Problem description: Count every line in the entries that holds the word "marble". The reply is that count alone.

Saved entries:
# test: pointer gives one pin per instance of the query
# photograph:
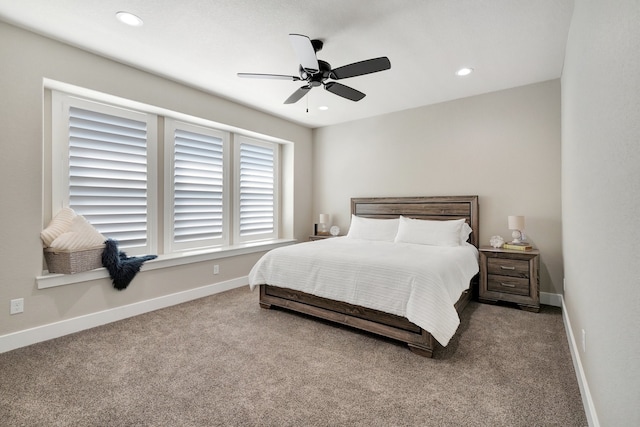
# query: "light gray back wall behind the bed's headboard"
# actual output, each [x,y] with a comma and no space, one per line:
[503,146]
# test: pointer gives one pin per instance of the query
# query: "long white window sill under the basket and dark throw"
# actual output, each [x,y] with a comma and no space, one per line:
[47,280]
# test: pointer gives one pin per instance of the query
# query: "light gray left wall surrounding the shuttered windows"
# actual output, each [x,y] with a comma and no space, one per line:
[26,60]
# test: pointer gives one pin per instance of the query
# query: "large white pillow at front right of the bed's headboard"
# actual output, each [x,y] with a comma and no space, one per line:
[429,232]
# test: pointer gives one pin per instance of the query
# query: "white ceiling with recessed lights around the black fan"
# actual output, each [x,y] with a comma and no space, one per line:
[204,43]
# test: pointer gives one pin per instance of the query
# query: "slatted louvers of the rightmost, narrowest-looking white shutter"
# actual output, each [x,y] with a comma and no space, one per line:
[257,195]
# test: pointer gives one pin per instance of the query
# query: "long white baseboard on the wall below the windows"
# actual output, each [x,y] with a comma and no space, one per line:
[57,329]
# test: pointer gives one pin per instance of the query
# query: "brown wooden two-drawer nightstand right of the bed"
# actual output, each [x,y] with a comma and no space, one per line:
[508,275]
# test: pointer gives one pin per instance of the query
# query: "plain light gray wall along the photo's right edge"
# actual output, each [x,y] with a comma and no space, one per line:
[601,201]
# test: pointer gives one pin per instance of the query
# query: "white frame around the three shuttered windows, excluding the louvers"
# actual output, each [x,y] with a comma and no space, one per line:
[58,95]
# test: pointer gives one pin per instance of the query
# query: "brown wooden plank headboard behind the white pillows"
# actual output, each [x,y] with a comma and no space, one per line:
[434,208]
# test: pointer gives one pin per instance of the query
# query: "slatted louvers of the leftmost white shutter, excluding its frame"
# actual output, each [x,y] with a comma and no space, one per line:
[108,174]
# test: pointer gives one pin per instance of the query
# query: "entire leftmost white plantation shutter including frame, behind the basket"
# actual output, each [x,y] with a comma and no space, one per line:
[104,151]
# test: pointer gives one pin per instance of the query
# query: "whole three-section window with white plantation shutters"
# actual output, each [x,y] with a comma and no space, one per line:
[217,188]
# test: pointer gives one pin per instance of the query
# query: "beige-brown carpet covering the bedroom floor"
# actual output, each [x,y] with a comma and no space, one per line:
[224,361]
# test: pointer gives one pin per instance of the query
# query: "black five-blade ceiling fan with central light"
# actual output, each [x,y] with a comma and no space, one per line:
[316,72]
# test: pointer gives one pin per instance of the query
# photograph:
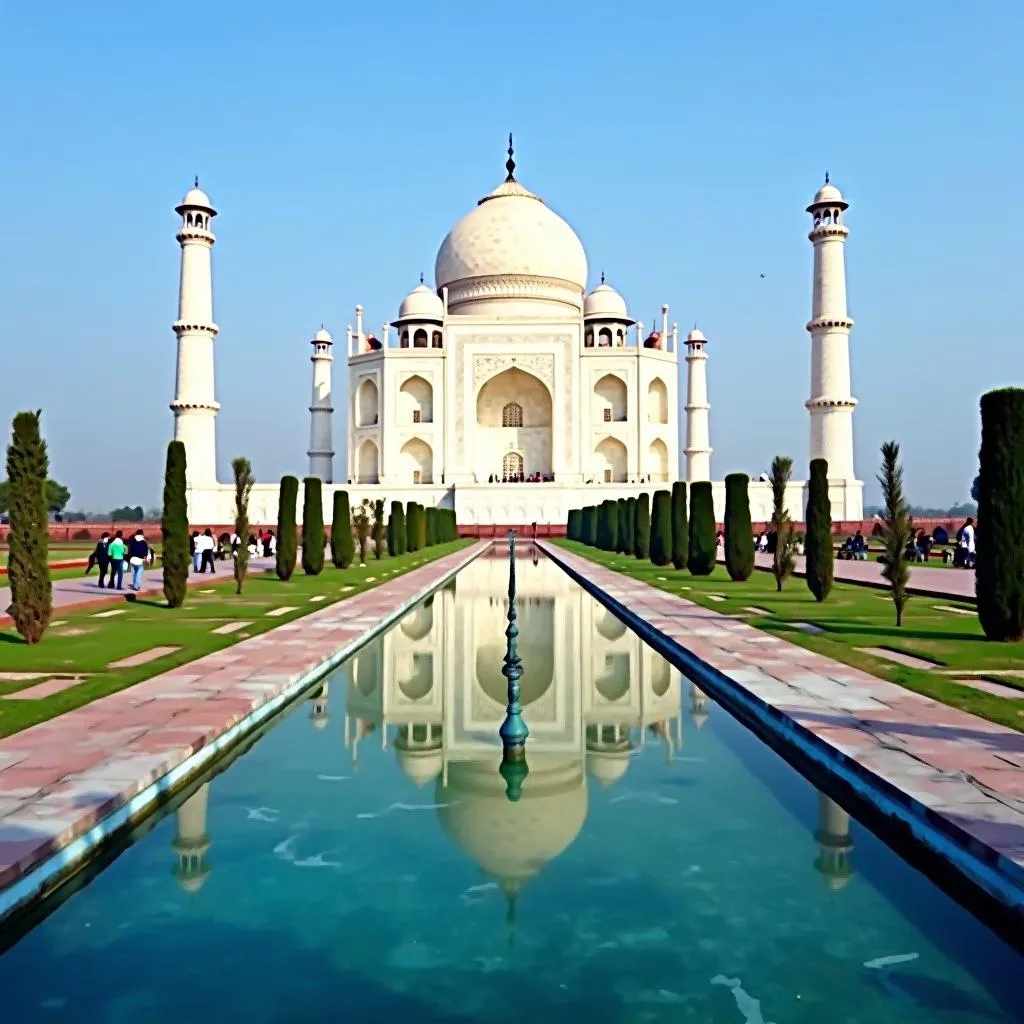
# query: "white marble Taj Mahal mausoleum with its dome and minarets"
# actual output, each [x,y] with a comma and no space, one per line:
[508,392]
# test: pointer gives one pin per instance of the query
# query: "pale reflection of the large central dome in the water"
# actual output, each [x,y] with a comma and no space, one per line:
[511,842]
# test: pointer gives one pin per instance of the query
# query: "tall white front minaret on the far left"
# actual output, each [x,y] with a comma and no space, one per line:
[195,407]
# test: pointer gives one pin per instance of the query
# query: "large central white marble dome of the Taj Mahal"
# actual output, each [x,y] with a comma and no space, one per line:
[511,249]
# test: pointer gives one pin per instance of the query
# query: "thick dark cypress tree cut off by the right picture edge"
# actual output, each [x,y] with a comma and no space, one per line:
[1000,542]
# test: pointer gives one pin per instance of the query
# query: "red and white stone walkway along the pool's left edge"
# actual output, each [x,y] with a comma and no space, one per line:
[60,779]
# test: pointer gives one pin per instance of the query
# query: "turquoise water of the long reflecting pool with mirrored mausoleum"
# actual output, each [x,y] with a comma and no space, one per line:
[361,861]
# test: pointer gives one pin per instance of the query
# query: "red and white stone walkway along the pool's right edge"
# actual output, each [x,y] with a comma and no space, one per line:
[964,772]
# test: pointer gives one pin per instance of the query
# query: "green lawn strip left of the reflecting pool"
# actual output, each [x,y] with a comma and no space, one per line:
[87,645]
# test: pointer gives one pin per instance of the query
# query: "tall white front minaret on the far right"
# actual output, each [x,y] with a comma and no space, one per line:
[831,404]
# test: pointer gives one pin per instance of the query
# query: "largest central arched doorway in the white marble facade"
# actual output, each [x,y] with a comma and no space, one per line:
[514,415]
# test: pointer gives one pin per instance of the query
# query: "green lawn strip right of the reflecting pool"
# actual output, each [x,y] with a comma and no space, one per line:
[857,617]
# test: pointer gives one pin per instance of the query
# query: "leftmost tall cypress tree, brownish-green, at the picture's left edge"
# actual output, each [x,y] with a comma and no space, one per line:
[28,565]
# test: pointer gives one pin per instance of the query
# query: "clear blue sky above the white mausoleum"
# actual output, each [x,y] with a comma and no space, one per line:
[342,143]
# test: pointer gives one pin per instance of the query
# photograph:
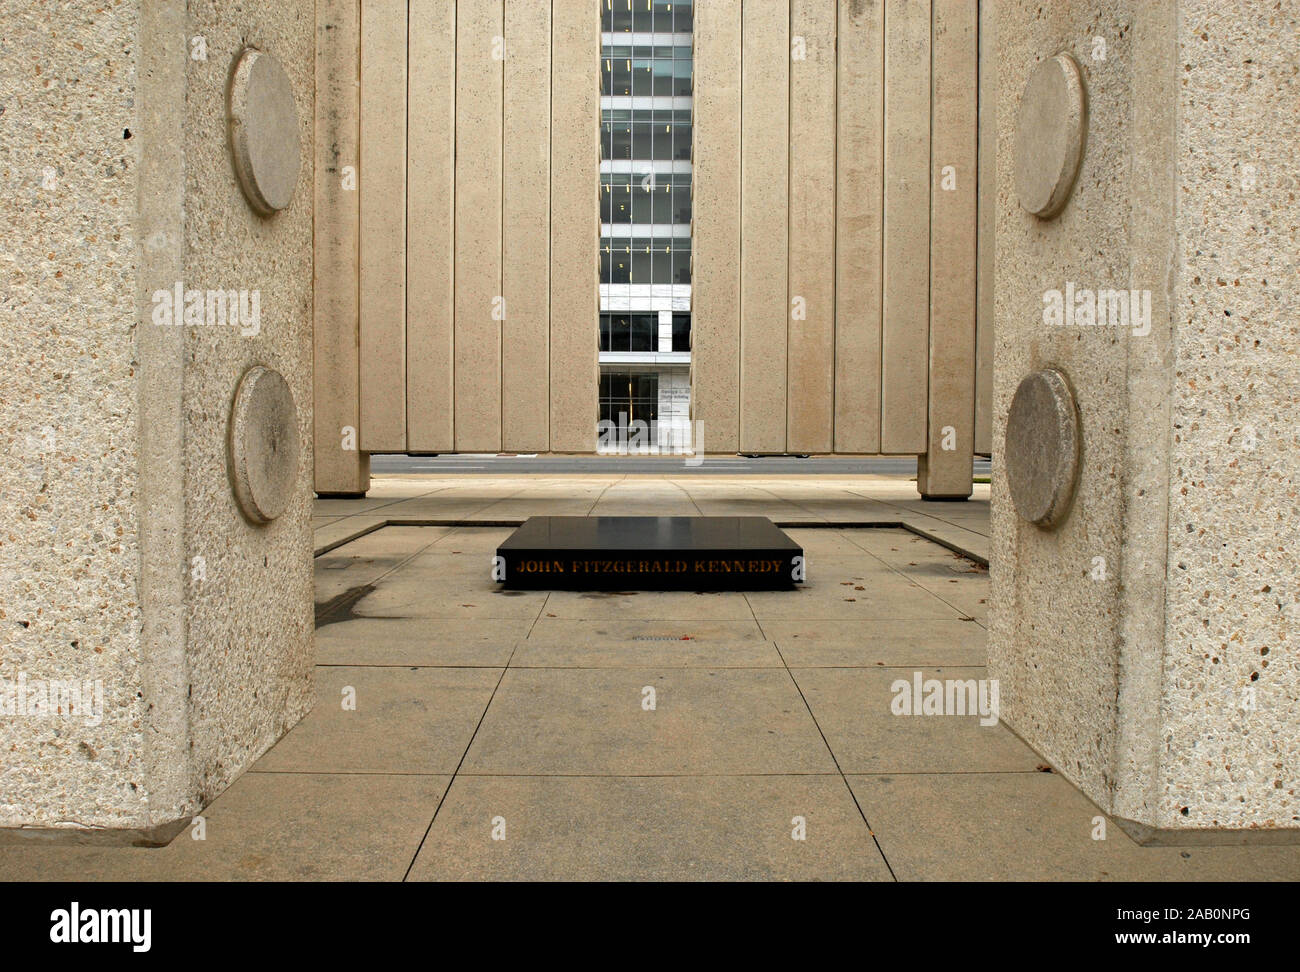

Answer space: 3